*Stated problem:* Put the material below, from the line containing "Query: blue sky" through the end of the material (both ends included), into a Markdown table with the columns Row and Line. Give each line its own row number and leave out blank lines.

*Records supplied:*

((

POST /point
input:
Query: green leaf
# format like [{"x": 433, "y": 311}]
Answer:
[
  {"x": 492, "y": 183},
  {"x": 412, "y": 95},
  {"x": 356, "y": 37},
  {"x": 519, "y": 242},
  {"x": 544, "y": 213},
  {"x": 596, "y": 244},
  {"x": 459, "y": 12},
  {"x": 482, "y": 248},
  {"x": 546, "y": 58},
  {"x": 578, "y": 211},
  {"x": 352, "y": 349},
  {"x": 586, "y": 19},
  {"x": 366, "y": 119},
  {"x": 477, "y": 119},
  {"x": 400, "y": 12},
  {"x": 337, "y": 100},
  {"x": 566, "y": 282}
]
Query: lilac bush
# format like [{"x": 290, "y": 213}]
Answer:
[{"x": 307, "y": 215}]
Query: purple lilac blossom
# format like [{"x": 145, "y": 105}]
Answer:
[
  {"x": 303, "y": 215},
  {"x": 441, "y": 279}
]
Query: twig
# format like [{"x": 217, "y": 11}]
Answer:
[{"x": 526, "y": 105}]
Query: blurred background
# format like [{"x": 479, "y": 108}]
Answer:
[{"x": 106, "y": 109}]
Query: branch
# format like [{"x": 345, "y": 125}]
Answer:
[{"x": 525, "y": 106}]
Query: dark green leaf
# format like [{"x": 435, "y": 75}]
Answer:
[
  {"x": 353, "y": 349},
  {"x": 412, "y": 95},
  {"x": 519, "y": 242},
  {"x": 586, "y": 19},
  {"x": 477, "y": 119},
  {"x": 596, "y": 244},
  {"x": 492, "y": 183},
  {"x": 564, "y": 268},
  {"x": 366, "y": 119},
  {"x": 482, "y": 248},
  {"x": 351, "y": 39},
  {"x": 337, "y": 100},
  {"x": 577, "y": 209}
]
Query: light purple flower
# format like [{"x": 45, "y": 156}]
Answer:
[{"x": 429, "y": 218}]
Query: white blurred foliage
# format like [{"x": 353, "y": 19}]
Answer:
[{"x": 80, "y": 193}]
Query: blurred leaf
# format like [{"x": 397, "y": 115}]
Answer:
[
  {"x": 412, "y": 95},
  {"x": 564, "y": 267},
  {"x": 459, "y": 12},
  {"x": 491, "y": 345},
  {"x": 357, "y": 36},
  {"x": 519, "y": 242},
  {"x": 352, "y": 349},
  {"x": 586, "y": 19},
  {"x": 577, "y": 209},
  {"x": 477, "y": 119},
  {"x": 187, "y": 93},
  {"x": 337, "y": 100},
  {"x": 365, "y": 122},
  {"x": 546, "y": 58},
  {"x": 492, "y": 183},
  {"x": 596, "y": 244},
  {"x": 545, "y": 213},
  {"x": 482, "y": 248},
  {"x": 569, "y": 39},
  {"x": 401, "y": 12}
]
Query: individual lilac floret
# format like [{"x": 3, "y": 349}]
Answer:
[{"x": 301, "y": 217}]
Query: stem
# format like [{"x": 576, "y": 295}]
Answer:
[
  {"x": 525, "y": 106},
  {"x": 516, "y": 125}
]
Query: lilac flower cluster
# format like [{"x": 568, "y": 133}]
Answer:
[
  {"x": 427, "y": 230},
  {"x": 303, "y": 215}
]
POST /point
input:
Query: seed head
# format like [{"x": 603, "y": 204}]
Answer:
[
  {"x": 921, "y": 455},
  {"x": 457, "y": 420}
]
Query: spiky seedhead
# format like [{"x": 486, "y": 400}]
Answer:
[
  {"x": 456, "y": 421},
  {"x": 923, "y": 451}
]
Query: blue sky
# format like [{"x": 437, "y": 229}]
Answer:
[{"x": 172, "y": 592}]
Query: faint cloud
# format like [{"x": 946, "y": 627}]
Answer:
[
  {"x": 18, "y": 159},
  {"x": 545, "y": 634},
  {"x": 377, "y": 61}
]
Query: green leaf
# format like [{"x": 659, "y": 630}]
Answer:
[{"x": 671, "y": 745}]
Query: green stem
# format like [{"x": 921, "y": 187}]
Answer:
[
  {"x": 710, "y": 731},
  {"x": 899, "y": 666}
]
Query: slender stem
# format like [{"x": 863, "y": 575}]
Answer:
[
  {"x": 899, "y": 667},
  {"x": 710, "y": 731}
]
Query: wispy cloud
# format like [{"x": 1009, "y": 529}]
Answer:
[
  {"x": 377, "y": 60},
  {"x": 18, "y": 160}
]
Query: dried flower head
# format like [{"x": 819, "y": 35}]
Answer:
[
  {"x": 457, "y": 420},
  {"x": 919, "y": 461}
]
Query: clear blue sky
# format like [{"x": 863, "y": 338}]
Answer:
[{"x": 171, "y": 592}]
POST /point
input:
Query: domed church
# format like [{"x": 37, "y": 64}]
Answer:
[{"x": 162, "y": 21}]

))

*Right answer:*
| Row | Line |
|---|---|
| 1 | Query: blue sky |
| 2 | # format like [{"x": 437, "y": 229}] |
| 3 | Answer: |
| 4 | [{"x": 172, "y": 592}] |
| 5 | Query: faint cloud |
| 6 | # format like [{"x": 946, "y": 627}] |
| 7 | Answer: |
| 8 | [ |
| 9 |   {"x": 18, "y": 159}, |
| 10 |   {"x": 545, "y": 634}, |
| 11 |   {"x": 377, "y": 61} |
| 12 | ] |
| 13 | Query: green leaf |
| 14 | # format like [{"x": 659, "y": 630}] |
| 15 | Answer: |
| 16 | [{"x": 671, "y": 745}] |
| 17 | Query: green stem |
| 18 | # format like [{"x": 921, "y": 187}] |
| 19 | Answer: |
| 20 | [ |
| 21 |   {"x": 710, "y": 731}, |
| 22 |   {"x": 899, "y": 666} |
| 23 | ] |
| 24 | Query: slender stem |
| 25 | # format like [{"x": 863, "y": 575}] |
| 26 | Answer: |
| 27 | [ |
| 28 |   {"x": 899, "y": 667}, |
| 29 |   {"x": 710, "y": 731} |
| 30 | ] |
| 31 | Query: wispy cloud |
| 32 | # format like [{"x": 1009, "y": 529}] |
| 33 | Answer: |
| 34 | [ |
| 35 |   {"x": 377, "y": 60}, |
| 36 |   {"x": 18, "y": 160} |
| 37 | ] |
| 38 | Query: dried flower head |
| 39 | # format like [{"x": 819, "y": 35}] |
| 40 | Answer: |
| 41 | [ |
| 42 |   {"x": 457, "y": 420}, |
| 43 |   {"x": 919, "y": 461} |
| 44 | ] |
| 45 | Query: clear blue sky |
| 46 | # format like [{"x": 863, "y": 338}] |
| 47 | Answer: |
| 48 | [{"x": 171, "y": 592}] |
| 49 | POST /point |
| 50 | input: |
| 51 | Query: domed church |
| 52 | # format like [{"x": 37, "y": 64}] |
| 53 | Answer: |
| 54 | [{"x": 162, "y": 21}] |